* _About this exercise_:
For this exercise, transcribe every line of the material exactly and skip the pictures.

* _Data shown_:
········
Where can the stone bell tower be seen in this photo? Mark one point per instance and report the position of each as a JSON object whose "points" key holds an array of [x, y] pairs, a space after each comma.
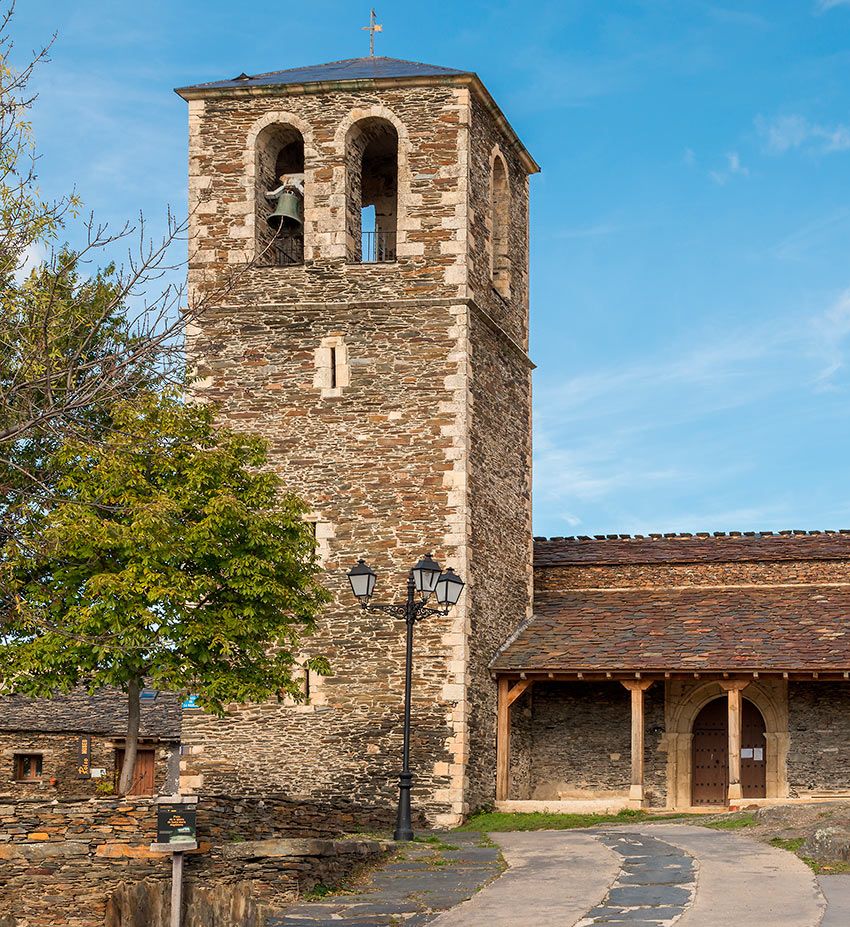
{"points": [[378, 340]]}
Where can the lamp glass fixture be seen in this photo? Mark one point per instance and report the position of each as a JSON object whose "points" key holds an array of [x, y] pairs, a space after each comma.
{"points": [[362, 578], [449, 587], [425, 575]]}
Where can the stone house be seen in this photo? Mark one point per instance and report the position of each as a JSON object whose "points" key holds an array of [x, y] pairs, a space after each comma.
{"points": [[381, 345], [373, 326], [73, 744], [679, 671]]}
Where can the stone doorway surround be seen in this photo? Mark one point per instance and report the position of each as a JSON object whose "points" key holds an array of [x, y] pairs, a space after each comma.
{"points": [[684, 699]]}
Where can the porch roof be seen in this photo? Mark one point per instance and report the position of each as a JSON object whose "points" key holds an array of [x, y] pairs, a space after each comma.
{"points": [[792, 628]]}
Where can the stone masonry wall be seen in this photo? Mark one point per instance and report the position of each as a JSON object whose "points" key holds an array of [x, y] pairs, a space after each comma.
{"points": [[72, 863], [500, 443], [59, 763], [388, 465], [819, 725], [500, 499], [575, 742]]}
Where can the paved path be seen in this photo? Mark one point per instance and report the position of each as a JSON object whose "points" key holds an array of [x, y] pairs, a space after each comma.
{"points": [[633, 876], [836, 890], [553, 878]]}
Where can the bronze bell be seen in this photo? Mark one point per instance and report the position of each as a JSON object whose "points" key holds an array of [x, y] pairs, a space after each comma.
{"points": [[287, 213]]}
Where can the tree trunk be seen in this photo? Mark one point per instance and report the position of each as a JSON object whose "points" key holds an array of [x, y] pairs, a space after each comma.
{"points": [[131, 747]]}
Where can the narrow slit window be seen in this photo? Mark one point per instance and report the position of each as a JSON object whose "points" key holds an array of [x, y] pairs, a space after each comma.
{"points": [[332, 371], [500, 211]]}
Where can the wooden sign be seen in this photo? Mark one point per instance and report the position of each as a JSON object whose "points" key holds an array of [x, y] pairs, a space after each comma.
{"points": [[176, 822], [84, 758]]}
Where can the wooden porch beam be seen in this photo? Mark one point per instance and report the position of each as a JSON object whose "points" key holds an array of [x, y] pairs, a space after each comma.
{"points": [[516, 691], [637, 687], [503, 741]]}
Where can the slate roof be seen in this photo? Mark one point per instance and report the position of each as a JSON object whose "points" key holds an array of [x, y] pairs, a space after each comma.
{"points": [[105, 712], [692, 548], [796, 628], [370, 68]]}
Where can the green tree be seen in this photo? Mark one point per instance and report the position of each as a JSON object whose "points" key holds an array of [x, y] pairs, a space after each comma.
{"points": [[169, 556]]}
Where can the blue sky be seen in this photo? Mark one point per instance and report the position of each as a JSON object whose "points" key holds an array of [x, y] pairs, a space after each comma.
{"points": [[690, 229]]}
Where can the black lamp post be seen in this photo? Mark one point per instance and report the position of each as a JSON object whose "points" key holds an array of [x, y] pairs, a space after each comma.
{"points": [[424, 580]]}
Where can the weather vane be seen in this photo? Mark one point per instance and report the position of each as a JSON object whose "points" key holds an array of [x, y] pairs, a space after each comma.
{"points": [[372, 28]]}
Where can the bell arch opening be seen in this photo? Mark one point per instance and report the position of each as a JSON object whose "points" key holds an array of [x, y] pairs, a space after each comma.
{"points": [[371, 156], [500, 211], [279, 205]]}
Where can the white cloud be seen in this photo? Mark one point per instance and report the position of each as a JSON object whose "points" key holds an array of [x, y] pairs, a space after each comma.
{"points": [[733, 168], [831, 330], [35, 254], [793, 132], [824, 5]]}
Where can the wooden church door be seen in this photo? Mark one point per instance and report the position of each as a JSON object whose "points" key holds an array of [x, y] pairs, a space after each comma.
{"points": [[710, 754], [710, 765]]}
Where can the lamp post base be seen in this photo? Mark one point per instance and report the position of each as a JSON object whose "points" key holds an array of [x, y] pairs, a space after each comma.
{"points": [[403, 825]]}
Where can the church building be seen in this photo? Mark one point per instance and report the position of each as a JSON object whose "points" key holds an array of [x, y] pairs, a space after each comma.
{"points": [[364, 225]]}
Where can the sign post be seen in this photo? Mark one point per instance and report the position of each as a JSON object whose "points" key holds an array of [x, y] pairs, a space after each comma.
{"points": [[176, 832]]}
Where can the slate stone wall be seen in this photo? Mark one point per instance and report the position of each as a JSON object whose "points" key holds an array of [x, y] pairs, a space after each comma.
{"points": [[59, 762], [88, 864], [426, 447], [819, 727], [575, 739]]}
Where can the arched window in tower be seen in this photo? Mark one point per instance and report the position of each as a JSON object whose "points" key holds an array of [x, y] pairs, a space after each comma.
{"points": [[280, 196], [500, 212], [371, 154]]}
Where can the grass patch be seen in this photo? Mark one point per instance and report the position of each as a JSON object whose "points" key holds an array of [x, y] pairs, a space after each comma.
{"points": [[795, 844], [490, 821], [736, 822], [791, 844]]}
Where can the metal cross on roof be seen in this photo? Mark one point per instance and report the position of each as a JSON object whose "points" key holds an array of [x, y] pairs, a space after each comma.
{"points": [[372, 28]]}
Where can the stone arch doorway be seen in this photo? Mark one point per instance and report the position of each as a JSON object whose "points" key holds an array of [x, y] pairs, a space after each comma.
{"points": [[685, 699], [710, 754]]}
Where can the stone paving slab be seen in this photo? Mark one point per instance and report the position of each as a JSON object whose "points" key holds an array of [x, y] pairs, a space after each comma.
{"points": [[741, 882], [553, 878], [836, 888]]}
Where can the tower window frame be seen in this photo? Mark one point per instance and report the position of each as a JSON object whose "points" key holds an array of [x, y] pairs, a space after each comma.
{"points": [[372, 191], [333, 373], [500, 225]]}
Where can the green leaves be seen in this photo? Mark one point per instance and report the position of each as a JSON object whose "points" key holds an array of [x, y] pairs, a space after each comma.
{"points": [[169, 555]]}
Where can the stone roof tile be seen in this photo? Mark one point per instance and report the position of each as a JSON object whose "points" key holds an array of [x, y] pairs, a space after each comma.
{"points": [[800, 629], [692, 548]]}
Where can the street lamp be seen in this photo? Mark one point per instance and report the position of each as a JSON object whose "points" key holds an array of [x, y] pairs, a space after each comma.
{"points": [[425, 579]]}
········
* _Task result_:
Where can the stone bell tower be seen in this photo? Mark one point per instance and report the position of each as a JSON object whose "points" key holds an array of [x, y] pairs, a space after each comma.
{"points": [[378, 340]]}
Where can the lamp glass fixture be seen in this photo? Mark one point per instance and report the position of each as a JSON object whose "points" key holds an array of [x, y] pairs, a space after each comma.
{"points": [[362, 578], [449, 587], [425, 575]]}
Where can the stone house be seen in this photo? Mark one point per instance and report the position of each as a JSON object whose "points" key holds an array of [x, y] pairs, a space after each comma.
{"points": [[381, 345], [373, 326], [73, 744], [679, 671]]}
Where can the stone doorway surround be seen in this photo? Mark one point per instance and report the position of each as a JSON object whose "points" key holds an array of [x, y] pairs, a space after each comma.
{"points": [[684, 699]]}
Where can the porch roof be seen in this photo? Mark one point per instance and report the position of each as a JSON object whose "points" key holds an array of [x, y] pairs, a space after each comma.
{"points": [[792, 628]]}
Where can the stone masonry wall be seen in this photo? Mark one point per instance and report the position of each as a JSON object whose "points" key holds an array of [x, y] pairs, a space after each comma.
{"points": [[72, 863], [500, 443], [59, 763], [388, 465], [819, 725], [500, 499], [575, 742]]}
Where can the paved path be seen in this photo? Mark one point per instance and report the position of each as a JSON object whose "points" key holds an array of [x, y] pairs, a space after each comma.
{"points": [[633, 876], [836, 890], [553, 878]]}
Where can the bronze bell be seen in this photo? Mark one point per instance and report the position of each as a JSON object whose "points" key holds an array of [x, y] pairs, a space after each comma.
{"points": [[287, 213]]}
Where can the tree trunk be seen in this photo? Mark one point per instance and report the position of each as a JSON object whose "points" key holds an array of [x, y] pairs, a space after each comma.
{"points": [[131, 747]]}
Where can the narrow slit window be seen in this photo? Mark one point per instance and report the position of each as a JSON object whose "points" key holds an array of [x, y] pairs, a space after each comma.
{"points": [[332, 371], [500, 211]]}
Where can the wooden sign be seen in this photo? Mark one point per instance and report the position of each as a JSON object whose "points" key holds an array of [x, y] pairs, a space after each comma.
{"points": [[176, 822], [84, 758]]}
Where can the wooden porch beam be seen in this photo? Mark one point per instance and report the position of each as a JSON object whose "points" key holds an array of [x, y] pairs, a space after each comma.
{"points": [[516, 691], [637, 687], [503, 741]]}
Where can the slate roof be seen in this photo? Mark one point per instance and report the position of each as a JSON object whose "points" key holds an array of [x, y] pairs, a space after each comma.
{"points": [[105, 712], [692, 548], [796, 628], [370, 68]]}
Where can the green tree be seen in this photo? Mark one point per instance and report the position of each as a JSON object whose "points" key holds an array of [x, y] pairs, a space after each comma.
{"points": [[169, 556]]}
Where can the blue sky be seen in this photo? Mark one point per instance and report the position of each as a JSON object whose "points" key holds an array of [x, y] pairs, a space after each comma.
{"points": [[690, 229]]}
Where can the black lamp post be seen in this photo? Mark one point per instance and report the position of each as a JSON object whose "points" key holds an array of [x, y] pairs, a space after each comma.
{"points": [[424, 580]]}
Where can the weather vane be seen in this photo? Mark one point per instance and report the position of each as a JSON object whose "points" key holds an array of [x, y] pairs, a space after each comma.
{"points": [[372, 28]]}
Where can the bell arch opening be seen in this photo? Mark one point per instance and report the position of each as a JSON object whose "points" key holds an array of [x, y] pairs, a space after each comma.
{"points": [[371, 156], [500, 211], [279, 205]]}
Where can the white cloud be seen in this photo? Mark one point per instance and report the position of each as a JSON object whose "points" key holds an array of [x, y] pairs, a space after each comma.
{"points": [[733, 168], [831, 330], [35, 254], [793, 132], [824, 5]]}
Where can the wooden church door be seen in this photo? Mark one point per instance and report the position of each as a JSON object whose "points" key holds an array of [x, y] pairs, a space after each comma.
{"points": [[710, 754], [710, 765]]}
Where can the lamp post base be seen in this photo? Mark one point per instance and report the position of each as a JSON object whose "points" key holds an array of [x, y] pairs, a space after each comma.
{"points": [[403, 825]]}
Where can the church building be seen in this photo? Mark one point per instance and report the position of each as a JSON object whose "points" key holds an array of [x, y] pairs, a space after each comma.
{"points": [[364, 225]]}
Where can the sign post be seen in this photo? Mark one point per instance and report the position of each as a JSON object whose "points" key holds an array of [x, y] pairs, a space after each comma.
{"points": [[176, 832]]}
Where can the slate stone wall be seen in this photo? Mark one point per instance and report the position of each as a JSON object whose "points" key holds an array of [x, y] pairs, a space after each comma.
{"points": [[59, 762], [88, 864], [426, 447], [819, 727], [575, 739]]}
Where can the arched window in tower be seen in this photo? Mark one point per instance and report the position of each as a JSON object whose "points" key holds an array of [x, y] pairs, a space after each comma.
{"points": [[280, 196], [500, 212], [371, 154]]}
Where can the grass patch be seen in this photo? Mark one point per instance and report the position of each as a JSON object whose "points" key holds an array of [x, y] pairs, a space after each comma.
{"points": [[795, 844], [490, 821], [736, 822], [791, 844]]}
Where can the metal cross on roof be seen in this photo? Mark one point per instance and report the position of each as a JSON object whose "points" key holds an array of [x, y] pairs, a space after each comma.
{"points": [[372, 28]]}
Where can the stone arch doorway be seen in this photo? Mark one point per instance and report the position of each as a JSON object whose "points" key holds an array of [x, y] pairs, a space after each comma.
{"points": [[685, 699], [710, 754]]}
Where can the stone paving slab be seen in this photo? Mark one point per instance and report the position of each as a JSON object whose "points" key holds an array of [x, y] pairs, a space after each comma.
{"points": [[741, 882], [553, 878], [836, 888]]}
Where can the tower window frame be seen in this photo? Mark one point per instance and report the position of each as a JSON object whose "points" key holds an array of [x, y] pairs, a space after each comma.
{"points": [[372, 191], [333, 373], [500, 225]]}
Where can the green leaves be seen in this photo? Mark one point per instance and report the position of each as a JSON object whose "points" key holds an array of [x, y] pairs, a space after each comma.
{"points": [[169, 555]]}
Where can the stone roof tile be seen in this photo? Mark one point per instance and report the position of each as a JSON object whose "points" key holds an array of [x, y] pairs, a space after each comma.
{"points": [[800, 629], [692, 548]]}
Where can the street lamp be seen in this photo? Mark one point per instance and report the position of each as a JSON object whose "points" key holds an array of [x, y] pairs, a space after each comma.
{"points": [[425, 579]]}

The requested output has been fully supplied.